STATED PROBLEM. Rewrite the records below, swapping each "Outline" for "Draw a box around" and keeping everything else the same. Leave the pictures out of your copy.

DATA FOR PROCESSING.
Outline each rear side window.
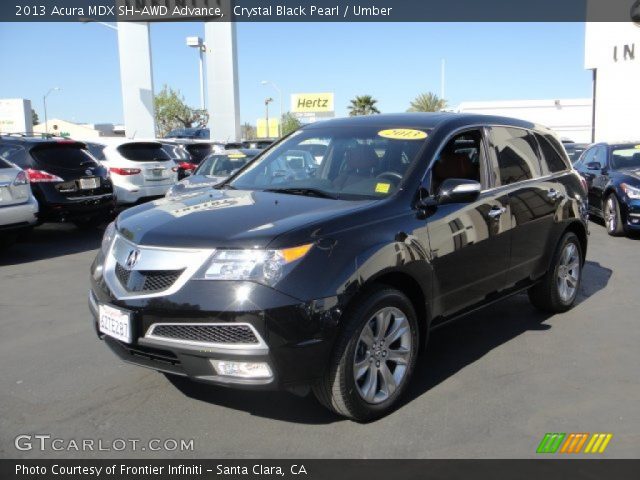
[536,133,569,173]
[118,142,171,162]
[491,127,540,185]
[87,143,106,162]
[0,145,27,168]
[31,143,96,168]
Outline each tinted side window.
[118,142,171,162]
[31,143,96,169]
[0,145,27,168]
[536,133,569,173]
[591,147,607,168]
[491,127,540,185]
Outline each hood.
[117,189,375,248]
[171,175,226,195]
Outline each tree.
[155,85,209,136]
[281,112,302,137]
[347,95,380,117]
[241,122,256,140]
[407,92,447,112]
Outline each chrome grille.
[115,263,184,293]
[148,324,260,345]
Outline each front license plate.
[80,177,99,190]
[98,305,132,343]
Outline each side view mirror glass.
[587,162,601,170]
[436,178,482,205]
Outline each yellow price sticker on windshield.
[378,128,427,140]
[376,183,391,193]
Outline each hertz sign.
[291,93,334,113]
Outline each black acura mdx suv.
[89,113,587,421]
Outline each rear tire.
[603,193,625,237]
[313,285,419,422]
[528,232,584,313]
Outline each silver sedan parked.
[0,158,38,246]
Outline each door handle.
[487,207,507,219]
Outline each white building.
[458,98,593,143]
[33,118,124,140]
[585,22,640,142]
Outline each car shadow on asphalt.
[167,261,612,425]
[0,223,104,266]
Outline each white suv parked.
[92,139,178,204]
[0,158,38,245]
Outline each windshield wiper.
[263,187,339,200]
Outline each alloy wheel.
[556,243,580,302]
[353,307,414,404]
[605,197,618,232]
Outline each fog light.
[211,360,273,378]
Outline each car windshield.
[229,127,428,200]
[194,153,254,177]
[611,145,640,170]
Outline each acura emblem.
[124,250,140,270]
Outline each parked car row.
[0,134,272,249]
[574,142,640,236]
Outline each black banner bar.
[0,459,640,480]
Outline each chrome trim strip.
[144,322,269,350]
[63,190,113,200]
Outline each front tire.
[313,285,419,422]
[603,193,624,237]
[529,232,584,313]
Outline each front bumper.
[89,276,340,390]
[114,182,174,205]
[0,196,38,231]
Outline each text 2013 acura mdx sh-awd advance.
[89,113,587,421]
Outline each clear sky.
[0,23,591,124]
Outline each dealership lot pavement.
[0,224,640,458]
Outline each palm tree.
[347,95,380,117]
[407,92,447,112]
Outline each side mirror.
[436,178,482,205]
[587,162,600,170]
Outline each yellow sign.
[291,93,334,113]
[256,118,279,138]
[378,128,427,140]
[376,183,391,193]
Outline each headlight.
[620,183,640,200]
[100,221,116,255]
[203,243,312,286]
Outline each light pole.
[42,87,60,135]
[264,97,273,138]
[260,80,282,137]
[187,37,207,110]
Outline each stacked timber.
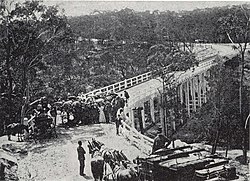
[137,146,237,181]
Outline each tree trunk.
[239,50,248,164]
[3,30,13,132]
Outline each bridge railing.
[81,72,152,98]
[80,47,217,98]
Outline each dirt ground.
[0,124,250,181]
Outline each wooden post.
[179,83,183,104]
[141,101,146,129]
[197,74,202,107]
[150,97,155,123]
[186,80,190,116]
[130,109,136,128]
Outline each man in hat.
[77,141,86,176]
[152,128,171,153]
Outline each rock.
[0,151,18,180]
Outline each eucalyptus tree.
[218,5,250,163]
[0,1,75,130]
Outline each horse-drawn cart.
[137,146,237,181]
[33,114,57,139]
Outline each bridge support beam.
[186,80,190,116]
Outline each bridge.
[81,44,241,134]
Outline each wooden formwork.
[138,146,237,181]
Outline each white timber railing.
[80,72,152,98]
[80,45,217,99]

OUTPUT BELOW.
Draw a box around each rear side window.
[536,133,569,173]
[118,142,171,162]
[491,127,540,185]
[87,143,106,162]
[0,145,27,168]
[31,143,96,168]
Draw a box around each tinted side window.
[118,142,171,162]
[31,143,96,169]
[0,145,27,168]
[536,133,569,173]
[591,147,607,168]
[491,127,540,185]
Draw a box around each hood.
[117,189,375,248]
[171,175,226,195]
Draw a box around each tree.
[155,85,209,136]
[281,112,302,137]
[347,95,380,117]
[241,122,256,140]
[407,92,447,112]
Draw a box around each chrome grille.
[115,263,184,293]
[148,324,260,345]
Draw a box around each front license plate.
[80,177,99,190]
[98,305,132,343]
Draw a box around each side view mirror glass.
[587,162,601,170]
[436,178,482,205]
Draw a box around each yellow price sticker on windshield.
[378,128,427,140]
[376,183,391,193]
Draw a box around each hertz sign.
[291,93,334,113]
Draw a box around each black acura mdx suv.
[89,113,587,421]
Draw a box around each rear tire.
[603,193,625,237]
[313,285,419,422]
[528,232,584,313]
Draw a box around each silver sedan parked.
[0,158,38,246]
Draw a box around each door handle.
[487,207,507,219]
Draw a box around each white building.
[458,98,593,143]
[33,118,124,140]
[585,22,640,142]
Draw a box around each car shadow on asphalt.
[167,261,612,425]
[0,223,104,266]
Draw a box around each white suv parked.
[92,139,178,204]
[0,158,38,245]
Draw a box around each windshield wiper.
[263,187,339,200]
Draw a box around each alloy wheel.
[556,243,580,302]
[353,307,414,404]
[605,197,618,232]
Draw a box around each fog light.
[211,360,273,378]
Draw a box around each car windshield.
[229,127,428,200]
[194,153,254,177]
[611,145,640,170]
Draw a box around each acura emblem.
[124,250,140,270]
Draw a box around each parked car row.
[0,134,272,249]
[574,142,640,236]
Draw a box around each black banner bar.
[0,459,640,480]
Draw a box around each chrome trim strip.
[144,322,269,350]
[63,190,113,200]
Draw a box around each front tire.
[313,285,419,422]
[603,193,624,237]
[529,232,584,313]
Draw a box around each front bumper.
[89,276,340,390]
[114,182,174,205]
[0,196,38,231]
Draw a box around each text 2013 acura mdx sh-awd advance.
[89,113,587,421]
Draw a box around each clear sky.
[0,23,591,124]
Draw a box around each dealership lot pavement.
[0,224,640,458]
Draw a box around each palm tree.
[347,95,380,117]
[407,92,447,112]
Draw a box around each side mirror.
[436,178,482,205]
[587,162,600,170]
Draw a box around each yellow sign.
[291,93,334,113]
[256,118,279,138]
[378,128,427,140]
[376,183,391,193]
Draw a box around each headlight.
[620,183,640,200]
[100,221,116,255]
[203,243,312,286]
Draw a box around each light pole.
[42,87,60,135]
[264,97,273,138]
[260,80,282,137]
[187,37,207,110]
Draw a box around each stacked timber.
[137,146,237,181]
Draw a box around each tree trunk.
[239,50,248,164]
[3,30,13,132]
Draw a box around each bridge railing.
[81,72,152,98]
[80,47,217,98]
Draw a box around each dirt ground.
[0,124,250,181]
Draw a box around each wooden post.
[179,83,183,104]
[141,101,146,129]
[197,74,202,107]
[150,97,155,123]
[186,80,190,116]
[130,109,136,128]
Draw a box around each man in hat.
[77,141,86,176]
[152,128,171,153]
Draw a box around each rock.
[0,151,18,180]
Draw a box around each eucalyptus tree.
[218,5,250,163]
[0,1,75,130]
Draw a box around each horse-drawn cart.
[137,146,237,181]
[33,114,57,139]
Draw a box around each bridge support beam.
[186,80,190,116]
Draw a box around each bridge.
[81,44,241,134]
Draw a box around each wooden formwork.
[138,146,237,181]
Draw a box around each white timber railing.
[80,72,152,98]
[80,45,217,99]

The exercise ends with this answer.